### Short problem A
According to the California labor law article, in what year was the Private Attorneys General Act enacted?
### Short problem B
Reproduce the part of the California labor law article that opens with the words containing "By Bianca Saad" and closes with "General Act (PAGA).".

* START Source passage *

California Supreme Court rejects SCOTUS decision, keeps state labor law alive -- Workers in California can use a unique state law to join together and seek penalties against their employer for violating labor laws, the state Supreme Court ruled unanimously Monday, rejecting a U.S. Supreme Court decision that would have effectively nullified the California law. Bob Egelko in the San Francisco Chronicle$ -- 7/18/23

 

 

By Bianca Saad

July 19, 2023

The California Supreme Court ruled this week that employees may take nonindividual claims to court even if a valid arbitration agreement requires their own claims to be arbitrated.

The state high court’s ruling in Adolph v. Uber Technologies, Inc. (No. S274671 (July 17, 2023)) keeps the door open for plaintiffs whose individual claims must be arbitrated to pursue nonindividual (representative) claims in court under the 2004 Private Attorneys General Act (PAGA).

PAGA authorizes “an aggrieved employee” to bring a civil action against an employer on behalf of themselves and other current or former employees, acting as a proxy or agent of the state.

“The ruling means employers may face more litigation costs because employees still can pursue PAGA claims in court, even if a valid arbitration agreement is in place,” said Bianca Saad, CalChamber vice president of labor and employment. “It highlights the need for PAGA reform.”

* END Source passage *
* START Recorded information *

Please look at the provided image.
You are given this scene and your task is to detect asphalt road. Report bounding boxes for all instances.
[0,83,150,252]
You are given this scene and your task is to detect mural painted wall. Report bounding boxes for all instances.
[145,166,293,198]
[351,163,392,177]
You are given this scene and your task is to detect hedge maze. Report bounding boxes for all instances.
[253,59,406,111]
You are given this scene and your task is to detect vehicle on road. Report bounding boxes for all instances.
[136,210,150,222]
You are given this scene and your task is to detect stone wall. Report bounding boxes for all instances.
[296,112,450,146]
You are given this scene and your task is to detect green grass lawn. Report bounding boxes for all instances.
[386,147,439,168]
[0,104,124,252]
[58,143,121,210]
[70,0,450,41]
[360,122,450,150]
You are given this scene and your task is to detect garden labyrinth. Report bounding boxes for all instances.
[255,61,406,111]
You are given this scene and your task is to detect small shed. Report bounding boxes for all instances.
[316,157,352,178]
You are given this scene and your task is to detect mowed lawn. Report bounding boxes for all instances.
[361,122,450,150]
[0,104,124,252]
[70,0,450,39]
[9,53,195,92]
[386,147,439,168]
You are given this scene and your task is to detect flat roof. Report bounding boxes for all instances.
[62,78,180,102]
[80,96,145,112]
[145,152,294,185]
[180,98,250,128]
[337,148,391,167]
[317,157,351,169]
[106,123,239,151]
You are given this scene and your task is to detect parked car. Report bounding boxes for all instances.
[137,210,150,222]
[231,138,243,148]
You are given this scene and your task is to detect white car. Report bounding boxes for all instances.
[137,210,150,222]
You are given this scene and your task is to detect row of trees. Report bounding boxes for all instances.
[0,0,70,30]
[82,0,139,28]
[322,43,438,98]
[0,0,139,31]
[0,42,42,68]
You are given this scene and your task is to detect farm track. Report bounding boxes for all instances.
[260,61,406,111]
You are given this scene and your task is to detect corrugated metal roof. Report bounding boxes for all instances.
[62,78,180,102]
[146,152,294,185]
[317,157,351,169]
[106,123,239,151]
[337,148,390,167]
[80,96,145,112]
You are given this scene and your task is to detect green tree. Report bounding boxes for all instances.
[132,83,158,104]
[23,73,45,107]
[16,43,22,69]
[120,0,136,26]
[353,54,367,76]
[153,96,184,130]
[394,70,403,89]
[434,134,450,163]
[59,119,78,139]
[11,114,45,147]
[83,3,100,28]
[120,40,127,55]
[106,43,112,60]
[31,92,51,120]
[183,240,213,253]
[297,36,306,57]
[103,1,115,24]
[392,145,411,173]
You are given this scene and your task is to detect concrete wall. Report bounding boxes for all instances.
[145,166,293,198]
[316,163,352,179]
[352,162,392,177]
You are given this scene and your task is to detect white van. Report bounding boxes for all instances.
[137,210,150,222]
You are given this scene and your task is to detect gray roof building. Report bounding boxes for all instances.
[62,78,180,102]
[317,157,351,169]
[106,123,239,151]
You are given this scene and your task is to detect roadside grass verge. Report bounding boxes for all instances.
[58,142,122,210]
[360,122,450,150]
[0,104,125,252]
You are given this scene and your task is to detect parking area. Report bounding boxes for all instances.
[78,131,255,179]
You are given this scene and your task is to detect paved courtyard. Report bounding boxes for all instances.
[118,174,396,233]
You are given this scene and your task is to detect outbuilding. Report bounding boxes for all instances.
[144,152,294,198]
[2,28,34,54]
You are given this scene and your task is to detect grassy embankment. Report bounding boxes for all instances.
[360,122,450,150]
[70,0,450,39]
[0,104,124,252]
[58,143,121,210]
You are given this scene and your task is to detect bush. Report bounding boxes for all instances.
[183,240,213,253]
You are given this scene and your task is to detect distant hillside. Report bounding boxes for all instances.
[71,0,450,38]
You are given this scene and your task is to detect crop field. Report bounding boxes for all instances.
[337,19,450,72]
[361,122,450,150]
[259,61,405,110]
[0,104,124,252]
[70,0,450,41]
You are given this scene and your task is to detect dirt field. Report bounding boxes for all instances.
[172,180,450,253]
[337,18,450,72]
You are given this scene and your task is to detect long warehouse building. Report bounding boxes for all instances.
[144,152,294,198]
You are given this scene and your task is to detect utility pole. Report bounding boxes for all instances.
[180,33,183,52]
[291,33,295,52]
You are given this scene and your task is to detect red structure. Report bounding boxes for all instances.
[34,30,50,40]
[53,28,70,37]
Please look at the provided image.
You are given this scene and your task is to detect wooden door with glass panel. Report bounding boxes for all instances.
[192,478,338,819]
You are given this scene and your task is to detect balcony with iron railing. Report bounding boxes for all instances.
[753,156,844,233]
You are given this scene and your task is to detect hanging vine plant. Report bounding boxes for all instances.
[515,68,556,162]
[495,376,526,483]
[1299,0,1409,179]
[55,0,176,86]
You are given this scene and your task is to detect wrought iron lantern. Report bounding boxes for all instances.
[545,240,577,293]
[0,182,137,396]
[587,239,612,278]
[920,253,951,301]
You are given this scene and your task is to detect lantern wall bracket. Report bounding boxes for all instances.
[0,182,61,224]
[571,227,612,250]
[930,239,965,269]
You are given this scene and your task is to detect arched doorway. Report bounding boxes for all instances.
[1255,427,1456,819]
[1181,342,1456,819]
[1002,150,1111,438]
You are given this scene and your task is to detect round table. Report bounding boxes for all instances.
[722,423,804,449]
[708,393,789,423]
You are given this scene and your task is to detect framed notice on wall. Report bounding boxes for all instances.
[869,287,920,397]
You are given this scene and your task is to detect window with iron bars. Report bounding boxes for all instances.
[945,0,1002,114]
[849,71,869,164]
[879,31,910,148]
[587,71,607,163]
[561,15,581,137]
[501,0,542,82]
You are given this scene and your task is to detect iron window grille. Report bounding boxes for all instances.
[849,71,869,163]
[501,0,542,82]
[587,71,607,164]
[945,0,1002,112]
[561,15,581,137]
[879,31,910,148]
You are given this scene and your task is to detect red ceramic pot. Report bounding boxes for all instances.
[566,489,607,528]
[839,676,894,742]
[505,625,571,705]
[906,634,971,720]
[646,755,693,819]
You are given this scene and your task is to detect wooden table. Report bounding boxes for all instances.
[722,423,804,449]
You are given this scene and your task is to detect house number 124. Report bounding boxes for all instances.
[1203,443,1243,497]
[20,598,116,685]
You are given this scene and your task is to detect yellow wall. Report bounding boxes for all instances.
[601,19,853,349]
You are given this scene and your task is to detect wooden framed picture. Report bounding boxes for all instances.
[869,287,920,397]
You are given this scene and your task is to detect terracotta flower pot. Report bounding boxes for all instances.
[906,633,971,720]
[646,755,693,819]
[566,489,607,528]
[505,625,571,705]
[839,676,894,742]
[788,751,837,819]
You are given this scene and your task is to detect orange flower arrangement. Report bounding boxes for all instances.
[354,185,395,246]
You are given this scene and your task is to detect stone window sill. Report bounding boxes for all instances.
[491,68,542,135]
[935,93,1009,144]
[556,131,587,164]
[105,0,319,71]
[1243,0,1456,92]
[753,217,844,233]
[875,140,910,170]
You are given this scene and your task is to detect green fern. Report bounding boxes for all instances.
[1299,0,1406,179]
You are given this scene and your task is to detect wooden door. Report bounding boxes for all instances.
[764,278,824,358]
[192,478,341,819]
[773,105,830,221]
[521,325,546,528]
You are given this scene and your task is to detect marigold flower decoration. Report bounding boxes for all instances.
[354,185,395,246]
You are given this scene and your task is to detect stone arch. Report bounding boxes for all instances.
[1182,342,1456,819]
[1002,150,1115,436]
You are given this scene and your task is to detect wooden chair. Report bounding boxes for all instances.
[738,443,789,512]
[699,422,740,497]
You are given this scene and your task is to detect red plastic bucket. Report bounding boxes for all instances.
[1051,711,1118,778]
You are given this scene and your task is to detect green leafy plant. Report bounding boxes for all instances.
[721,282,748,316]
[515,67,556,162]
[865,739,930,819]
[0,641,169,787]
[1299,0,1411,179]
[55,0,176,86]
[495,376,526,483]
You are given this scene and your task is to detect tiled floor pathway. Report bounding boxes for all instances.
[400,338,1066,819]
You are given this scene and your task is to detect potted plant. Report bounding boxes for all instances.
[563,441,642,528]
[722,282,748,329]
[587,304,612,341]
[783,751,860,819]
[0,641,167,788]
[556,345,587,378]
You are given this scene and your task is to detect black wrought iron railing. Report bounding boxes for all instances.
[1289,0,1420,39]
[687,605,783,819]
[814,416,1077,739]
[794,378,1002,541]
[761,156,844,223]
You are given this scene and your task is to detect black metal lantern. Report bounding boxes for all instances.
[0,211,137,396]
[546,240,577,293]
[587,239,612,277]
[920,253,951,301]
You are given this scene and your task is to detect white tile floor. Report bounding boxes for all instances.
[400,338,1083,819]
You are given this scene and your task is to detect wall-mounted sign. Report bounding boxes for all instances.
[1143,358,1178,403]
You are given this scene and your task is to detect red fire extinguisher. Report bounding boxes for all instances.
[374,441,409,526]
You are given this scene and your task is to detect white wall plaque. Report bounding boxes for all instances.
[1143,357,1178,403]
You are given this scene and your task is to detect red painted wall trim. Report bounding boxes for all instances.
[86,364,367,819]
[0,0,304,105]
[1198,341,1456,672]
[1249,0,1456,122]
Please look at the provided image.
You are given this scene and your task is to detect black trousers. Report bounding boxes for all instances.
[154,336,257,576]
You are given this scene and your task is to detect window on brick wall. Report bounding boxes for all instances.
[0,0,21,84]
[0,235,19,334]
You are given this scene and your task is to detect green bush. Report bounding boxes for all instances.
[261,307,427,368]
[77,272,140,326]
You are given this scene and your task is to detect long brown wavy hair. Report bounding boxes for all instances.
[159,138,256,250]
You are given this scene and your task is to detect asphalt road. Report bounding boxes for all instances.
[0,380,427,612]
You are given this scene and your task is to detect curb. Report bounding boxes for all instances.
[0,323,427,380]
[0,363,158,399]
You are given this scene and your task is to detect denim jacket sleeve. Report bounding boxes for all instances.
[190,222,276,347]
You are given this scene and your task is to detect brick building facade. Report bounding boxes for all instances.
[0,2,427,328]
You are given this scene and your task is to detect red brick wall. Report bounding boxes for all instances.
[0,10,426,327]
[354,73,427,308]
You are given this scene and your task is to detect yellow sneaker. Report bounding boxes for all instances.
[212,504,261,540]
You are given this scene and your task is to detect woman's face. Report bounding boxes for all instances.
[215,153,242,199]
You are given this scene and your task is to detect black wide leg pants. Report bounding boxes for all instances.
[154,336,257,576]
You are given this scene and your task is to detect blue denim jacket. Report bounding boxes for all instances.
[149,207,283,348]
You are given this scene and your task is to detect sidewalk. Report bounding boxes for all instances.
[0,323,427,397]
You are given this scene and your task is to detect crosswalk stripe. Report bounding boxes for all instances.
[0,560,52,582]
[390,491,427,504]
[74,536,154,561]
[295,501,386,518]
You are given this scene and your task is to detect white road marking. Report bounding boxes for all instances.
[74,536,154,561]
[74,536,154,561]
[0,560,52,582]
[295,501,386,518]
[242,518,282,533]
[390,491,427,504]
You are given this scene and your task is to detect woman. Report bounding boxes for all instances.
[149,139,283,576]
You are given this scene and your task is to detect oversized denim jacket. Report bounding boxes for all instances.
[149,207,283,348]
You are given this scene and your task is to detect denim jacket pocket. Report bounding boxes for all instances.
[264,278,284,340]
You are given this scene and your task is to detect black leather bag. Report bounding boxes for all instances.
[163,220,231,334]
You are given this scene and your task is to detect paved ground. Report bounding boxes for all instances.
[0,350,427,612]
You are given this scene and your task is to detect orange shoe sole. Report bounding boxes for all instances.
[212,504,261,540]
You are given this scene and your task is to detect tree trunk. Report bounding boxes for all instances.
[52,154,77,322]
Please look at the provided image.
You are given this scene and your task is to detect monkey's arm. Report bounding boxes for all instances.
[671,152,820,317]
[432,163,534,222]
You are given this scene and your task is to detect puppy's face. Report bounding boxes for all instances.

* END Recorded information *

### Full output A
2004

### Full output B
By Bianca Saad

July 19, 2023

The California Supreme Court ruled this week that employees may take nonindividual claims to court even if a valid arbitration agreement requires their own claims to be arbitrated.

The state high court’s ruling in Adolph v. Uber Technologies, Inc. (No. S274671 (July 17, 2023)) keeps the door open for plaintiffs whose individual claims must be arbitrated to pursue nonindividual (representative) claims in court under the 2004 Private Attorneys General Act (PAGA).